### RAW RECORDS

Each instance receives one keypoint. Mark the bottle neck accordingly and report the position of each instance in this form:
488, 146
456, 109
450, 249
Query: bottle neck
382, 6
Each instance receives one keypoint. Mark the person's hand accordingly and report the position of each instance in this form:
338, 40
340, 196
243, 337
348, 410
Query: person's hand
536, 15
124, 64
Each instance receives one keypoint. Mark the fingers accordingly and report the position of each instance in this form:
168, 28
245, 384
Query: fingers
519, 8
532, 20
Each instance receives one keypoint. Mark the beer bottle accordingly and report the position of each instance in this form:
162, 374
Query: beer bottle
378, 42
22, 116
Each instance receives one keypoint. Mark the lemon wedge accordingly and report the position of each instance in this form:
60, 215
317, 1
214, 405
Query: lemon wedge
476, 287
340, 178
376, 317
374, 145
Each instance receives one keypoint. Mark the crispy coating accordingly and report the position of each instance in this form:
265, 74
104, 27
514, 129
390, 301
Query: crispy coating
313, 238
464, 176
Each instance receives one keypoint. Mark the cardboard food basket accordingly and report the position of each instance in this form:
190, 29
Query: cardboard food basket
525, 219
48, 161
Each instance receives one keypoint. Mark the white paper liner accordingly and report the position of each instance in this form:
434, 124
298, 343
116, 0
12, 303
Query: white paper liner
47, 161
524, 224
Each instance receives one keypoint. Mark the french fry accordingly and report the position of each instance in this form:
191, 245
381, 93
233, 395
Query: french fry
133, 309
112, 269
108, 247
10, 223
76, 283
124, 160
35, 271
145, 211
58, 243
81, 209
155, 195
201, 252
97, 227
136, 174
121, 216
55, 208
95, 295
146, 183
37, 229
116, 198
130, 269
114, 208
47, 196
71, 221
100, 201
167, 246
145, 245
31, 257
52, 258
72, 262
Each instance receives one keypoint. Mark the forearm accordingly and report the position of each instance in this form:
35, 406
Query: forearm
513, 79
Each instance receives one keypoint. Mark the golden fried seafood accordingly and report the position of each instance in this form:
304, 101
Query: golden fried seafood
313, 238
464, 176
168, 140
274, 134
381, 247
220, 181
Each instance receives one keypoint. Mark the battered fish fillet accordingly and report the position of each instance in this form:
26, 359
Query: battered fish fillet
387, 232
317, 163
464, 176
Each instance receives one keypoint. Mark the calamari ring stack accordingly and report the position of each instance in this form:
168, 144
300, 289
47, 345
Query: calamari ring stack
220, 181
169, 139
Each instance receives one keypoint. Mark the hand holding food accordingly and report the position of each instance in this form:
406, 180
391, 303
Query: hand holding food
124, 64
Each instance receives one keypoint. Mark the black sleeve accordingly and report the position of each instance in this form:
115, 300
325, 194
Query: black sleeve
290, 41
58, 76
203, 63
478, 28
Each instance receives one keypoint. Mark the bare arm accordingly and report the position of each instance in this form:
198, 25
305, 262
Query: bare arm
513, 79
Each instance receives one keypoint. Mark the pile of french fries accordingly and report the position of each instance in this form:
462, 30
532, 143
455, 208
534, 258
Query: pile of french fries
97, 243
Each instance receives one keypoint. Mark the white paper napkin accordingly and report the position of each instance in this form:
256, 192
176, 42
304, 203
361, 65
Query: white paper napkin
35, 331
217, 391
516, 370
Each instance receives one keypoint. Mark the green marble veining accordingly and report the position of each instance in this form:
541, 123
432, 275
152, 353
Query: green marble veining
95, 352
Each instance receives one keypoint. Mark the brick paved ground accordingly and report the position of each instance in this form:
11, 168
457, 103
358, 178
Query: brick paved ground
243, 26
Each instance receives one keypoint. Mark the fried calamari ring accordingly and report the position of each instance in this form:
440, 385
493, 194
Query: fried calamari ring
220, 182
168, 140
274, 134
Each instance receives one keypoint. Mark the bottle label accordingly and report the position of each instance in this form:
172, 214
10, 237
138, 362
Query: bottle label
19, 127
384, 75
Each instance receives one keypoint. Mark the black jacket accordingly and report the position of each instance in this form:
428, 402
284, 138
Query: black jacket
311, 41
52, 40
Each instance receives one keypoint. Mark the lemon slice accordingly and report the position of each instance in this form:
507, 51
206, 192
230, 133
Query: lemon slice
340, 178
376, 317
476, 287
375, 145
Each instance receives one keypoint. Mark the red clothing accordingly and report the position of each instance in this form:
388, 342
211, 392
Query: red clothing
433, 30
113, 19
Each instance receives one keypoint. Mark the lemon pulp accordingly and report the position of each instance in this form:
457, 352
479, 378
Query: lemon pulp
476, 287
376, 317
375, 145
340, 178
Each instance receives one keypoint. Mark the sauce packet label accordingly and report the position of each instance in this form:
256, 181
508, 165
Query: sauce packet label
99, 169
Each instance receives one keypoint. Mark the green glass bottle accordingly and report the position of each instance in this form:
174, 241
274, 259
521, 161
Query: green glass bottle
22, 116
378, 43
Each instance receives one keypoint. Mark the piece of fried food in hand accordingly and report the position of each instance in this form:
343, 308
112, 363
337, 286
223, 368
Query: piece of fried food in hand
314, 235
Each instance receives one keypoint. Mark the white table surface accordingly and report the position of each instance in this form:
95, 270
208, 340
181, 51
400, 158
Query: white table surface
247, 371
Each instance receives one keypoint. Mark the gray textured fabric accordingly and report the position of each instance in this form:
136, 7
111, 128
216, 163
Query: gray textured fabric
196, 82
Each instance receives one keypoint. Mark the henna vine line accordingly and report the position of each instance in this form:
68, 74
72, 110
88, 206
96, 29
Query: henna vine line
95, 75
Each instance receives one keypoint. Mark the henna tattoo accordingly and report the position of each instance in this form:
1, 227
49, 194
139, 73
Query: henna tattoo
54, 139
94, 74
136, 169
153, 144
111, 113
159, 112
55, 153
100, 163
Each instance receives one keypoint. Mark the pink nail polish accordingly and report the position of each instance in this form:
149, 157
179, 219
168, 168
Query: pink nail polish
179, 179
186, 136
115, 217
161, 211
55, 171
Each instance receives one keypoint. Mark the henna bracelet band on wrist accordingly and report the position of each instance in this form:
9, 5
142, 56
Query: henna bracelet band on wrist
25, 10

######

» **INSTRUCTIONS TO FOLLOW**
Reproduce, exactly and with nothing added, the lines from the one that includes "Each instance receives one keypoint. Mark the henna tattoo" through the last line of the material.

» **RESULT OF THE EXERCISE**
Each instance receives one keypoint. Mark the henna tattoo accordingly and report the position of each instance in this form:
1, 227
49, 194
139, 73
Query: henna tattoo
54, 139
94, 74
136, 169
153, 144
111, 113
159, 112
55, 153
100, 163
Each instance receives one keypoint. Mark the pink nail polish accordingly and report the position of each instance in this form:
149, 157
179, 219
168, 168
Query: pink nail polish
179, 179
186, 136
115, 217
161, 211
55, 171
Each instance receives one keypoint. Mark the henna bracelet band on wrist accordingly and report the position of each instance in this form:
9, 5
142, 56
Query: henna bracelet band on wrist
25, 10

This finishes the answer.